# Exercise details
Copy the entries verbatim, from the line containing "drawn like (294,45)." to the line containing "Query: dead branch", both lines included, and nothing else.

# Exercise inputs
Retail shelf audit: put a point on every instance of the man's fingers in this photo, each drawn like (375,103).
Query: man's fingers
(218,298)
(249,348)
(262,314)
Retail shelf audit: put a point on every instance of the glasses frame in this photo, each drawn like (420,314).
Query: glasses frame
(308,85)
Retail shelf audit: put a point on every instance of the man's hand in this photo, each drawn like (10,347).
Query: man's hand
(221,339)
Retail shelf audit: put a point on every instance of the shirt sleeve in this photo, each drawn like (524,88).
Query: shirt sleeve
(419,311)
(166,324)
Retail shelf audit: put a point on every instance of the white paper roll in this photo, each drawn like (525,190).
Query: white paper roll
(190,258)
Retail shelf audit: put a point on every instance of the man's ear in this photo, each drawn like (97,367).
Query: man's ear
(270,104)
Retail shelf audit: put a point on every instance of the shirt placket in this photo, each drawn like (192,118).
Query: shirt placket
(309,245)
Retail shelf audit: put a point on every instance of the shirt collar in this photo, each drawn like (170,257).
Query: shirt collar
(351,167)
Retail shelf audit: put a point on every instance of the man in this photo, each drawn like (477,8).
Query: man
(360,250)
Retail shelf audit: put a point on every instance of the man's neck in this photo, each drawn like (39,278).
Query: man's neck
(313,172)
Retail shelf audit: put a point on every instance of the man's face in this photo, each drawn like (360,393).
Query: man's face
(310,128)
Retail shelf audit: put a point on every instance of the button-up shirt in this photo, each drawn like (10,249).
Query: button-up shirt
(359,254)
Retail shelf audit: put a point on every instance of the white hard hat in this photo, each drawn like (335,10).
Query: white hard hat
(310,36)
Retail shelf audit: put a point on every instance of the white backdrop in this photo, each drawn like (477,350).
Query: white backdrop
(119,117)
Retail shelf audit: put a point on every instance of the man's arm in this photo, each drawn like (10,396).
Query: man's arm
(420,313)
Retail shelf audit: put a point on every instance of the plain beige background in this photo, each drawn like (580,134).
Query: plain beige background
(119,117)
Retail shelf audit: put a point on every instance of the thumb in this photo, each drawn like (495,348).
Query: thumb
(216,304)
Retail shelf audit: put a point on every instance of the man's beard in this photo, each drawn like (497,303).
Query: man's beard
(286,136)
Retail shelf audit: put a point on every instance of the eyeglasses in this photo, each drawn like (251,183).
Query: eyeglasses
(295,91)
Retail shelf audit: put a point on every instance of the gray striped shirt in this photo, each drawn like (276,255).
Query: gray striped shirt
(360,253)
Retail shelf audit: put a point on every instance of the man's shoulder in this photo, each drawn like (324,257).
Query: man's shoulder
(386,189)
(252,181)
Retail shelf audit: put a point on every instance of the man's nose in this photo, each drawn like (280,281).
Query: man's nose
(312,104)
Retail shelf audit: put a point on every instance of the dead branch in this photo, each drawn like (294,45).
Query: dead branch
* * *
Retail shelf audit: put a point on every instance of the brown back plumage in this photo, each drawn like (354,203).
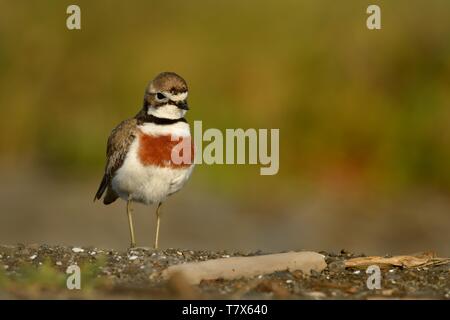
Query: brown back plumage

# Task solution
Retail shelf audit: put a point on every instance of the dead branch in this photo, each drawn like (294,45).
Query: dead branch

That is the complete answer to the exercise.